- Goal of the exercise
Please return each of the entries exactly, minus their pictures.

- Source records
* * *
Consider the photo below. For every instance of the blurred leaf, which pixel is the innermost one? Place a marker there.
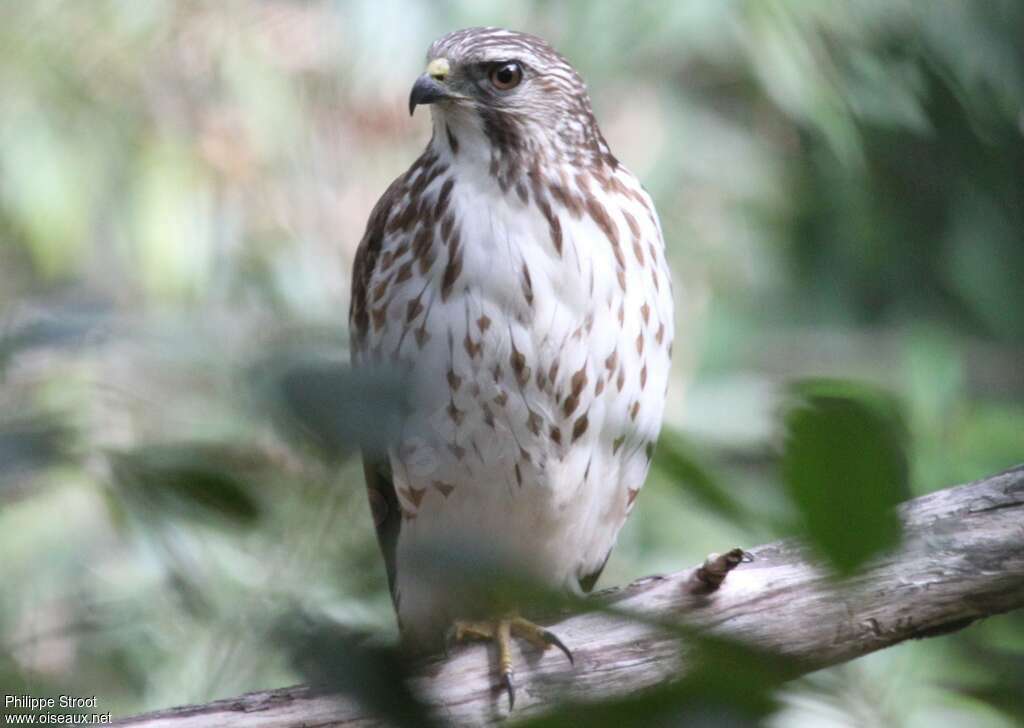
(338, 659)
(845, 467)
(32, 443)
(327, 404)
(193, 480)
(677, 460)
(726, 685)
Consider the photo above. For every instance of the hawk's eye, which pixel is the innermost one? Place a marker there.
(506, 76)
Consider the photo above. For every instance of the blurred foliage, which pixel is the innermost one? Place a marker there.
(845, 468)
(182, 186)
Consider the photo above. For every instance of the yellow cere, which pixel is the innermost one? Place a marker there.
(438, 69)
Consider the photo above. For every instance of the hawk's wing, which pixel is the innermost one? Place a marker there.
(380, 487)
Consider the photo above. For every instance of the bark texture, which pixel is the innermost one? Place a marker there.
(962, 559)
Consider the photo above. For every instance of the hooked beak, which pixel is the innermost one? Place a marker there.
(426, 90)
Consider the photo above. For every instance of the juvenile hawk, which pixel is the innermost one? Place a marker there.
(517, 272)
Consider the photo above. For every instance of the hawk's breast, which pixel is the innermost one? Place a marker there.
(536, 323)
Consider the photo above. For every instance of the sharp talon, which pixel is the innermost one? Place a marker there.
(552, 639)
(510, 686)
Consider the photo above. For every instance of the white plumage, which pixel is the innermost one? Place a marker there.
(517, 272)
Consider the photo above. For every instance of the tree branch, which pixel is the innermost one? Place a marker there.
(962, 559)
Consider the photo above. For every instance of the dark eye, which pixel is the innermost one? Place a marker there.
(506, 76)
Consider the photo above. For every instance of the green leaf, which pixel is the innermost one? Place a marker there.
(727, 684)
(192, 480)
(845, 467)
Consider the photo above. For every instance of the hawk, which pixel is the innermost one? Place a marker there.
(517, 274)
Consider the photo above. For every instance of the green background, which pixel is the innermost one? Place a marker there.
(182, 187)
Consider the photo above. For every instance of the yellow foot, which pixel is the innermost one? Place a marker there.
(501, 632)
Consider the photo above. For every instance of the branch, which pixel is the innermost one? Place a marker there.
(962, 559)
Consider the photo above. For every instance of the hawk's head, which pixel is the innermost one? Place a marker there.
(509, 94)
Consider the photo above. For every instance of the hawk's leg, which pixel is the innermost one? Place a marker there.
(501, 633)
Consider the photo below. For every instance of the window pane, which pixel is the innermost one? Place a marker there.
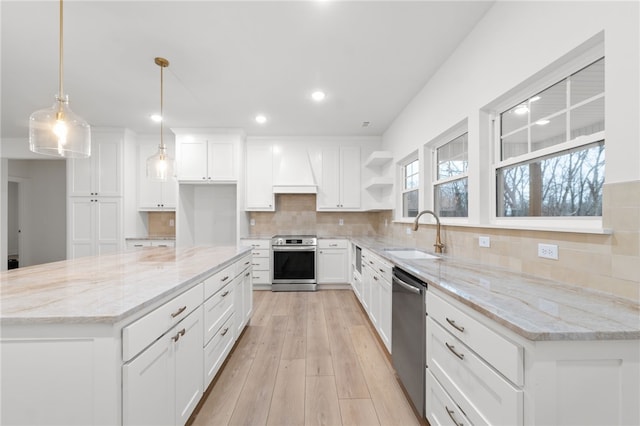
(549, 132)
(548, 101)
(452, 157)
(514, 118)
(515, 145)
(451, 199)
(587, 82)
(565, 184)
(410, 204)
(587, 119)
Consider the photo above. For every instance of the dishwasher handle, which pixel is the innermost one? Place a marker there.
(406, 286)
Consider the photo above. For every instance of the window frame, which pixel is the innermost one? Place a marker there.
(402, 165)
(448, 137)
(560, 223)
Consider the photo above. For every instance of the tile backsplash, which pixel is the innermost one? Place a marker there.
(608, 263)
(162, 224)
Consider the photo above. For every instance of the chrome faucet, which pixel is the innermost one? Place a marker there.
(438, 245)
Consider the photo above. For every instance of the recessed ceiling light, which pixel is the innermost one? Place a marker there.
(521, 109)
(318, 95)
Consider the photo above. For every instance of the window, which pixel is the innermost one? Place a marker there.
* * *
- Solution to this task
Consider the photo below. For every instance of the blurred leaf, which pixel is the innermost one? Place a marker there.
(338, 659)
(845, 467)
(32, 443)
(327, 404)
(193, 480)
(677, 460)
(726, 685)
Consider the photo above. For every instance of the hawk's eye, which pixel is the innermost one? Place a marker there.
(506, 76)
Consider the photo above. For every instance of the blurred foliage, which pixel is the innermost one? Place a marker there.
(845, 468)
(182, 186)
Consider the photo above. For every instance of the yellow cere, which pixel is the innermost one? Place a marker there.
(438, 69)
Consider the photo above. For every instance of the hawk's wing, which pixel is the innermost one? Place a marker there.
(380, 487)
Consider the photo above. For every instance of the bark texture, which pixel is the innermost one? Place a marker there.
(962, 559)
Consider the photo above. For every instance of the hooked beak, which pixel is the innermost one? Place a marker there.
(426, 90)
Consider the photo above. For every instance of the juvenile hawk, which pixel is the innermost one? Place a marker there.
(517, 272)
Consider the photo above. For every instance of the hawk's breast, which pixel is the innermost one? Place a marker there.
(536, 323)
Consider the photo above. For every instance of the sharp talon, which pixel is the innermost one? Place a marker there.
(552, 639)
(510, 686)
Consider the photo above. For every instance of the white plumage, which pixel is the innermost one? Place a marker there.
(517, 272)
Consider the photo above. For every instance of the tree branch, which pixel is the innermost one? Place a marker there.
(962, 559)
Consider the photo above. For every instance of the dark eye, which pixel is the innermost one? Place a marker there.
(506, 76)
Consider the photo above. For every instance of the green leaf, which pixel is the innermost one? Place a marker there.
(727, 684)
(192, 480)
(845, 467)
Consider the photo above. For every instance of the hawk, which pixel is the innermost one? Place a marker there.
(517, 274)
Consider the photo above. For every instance of the green background, which pixel is the innermost one? Place a marker there.
(182, 187)
Consider the photo above. For every instance of the yellow foot, which pixel is the innermost one? Place a marker there.
(501, 632)
Consider the photo above. For every instance of the branch, which pixel is the innermost one? Place a marker there.
(962, 559)
Consider the photo above. For every instance of the hawk's head, which pixel is the innermost one? Place a marker there.
(509, 94)
Consider the photo above. For every instance of the hawk's leg, which pixel is the innermost one? Place a marker there.
(501, 633)
Consider the photo below. For every instance of the window pane, which pixel is the innermost one? Place a marker there.
(549, 132)
(548, 101)
(452, 157)
(514, 118)
(515, 145)
(451, 199)
(587, 82)
(565, 184)
(410, 204)
(587, 119)
Consider the photo above. For every instance of the dishwasher handle, which pixel is the innermost one? Place a marker there.
(406, 286)
Consider the photo above. For every instance of the window frame, which pixel is the innermost one? Place a marker there.
(402, 165)
(448, 137)
(560, 223)
Consider the photo above. For every instance of the tile backsplash, which pixel is the innermost one? Place a marker there.
(608, 263)
(162, 224)
Consider the photo above. For every instance of the chrome faucet, which pixel is the innermost one? Place a marker there.
(438, 245)
Consider the photo above. For every instance of the recessed ceiling light, which pixel is the innermost one? Place a marker there.
(521, 109)
(318, 95)
Consider the photo above. For every instance of the window, which pixel is the innermost one? Place a marker there.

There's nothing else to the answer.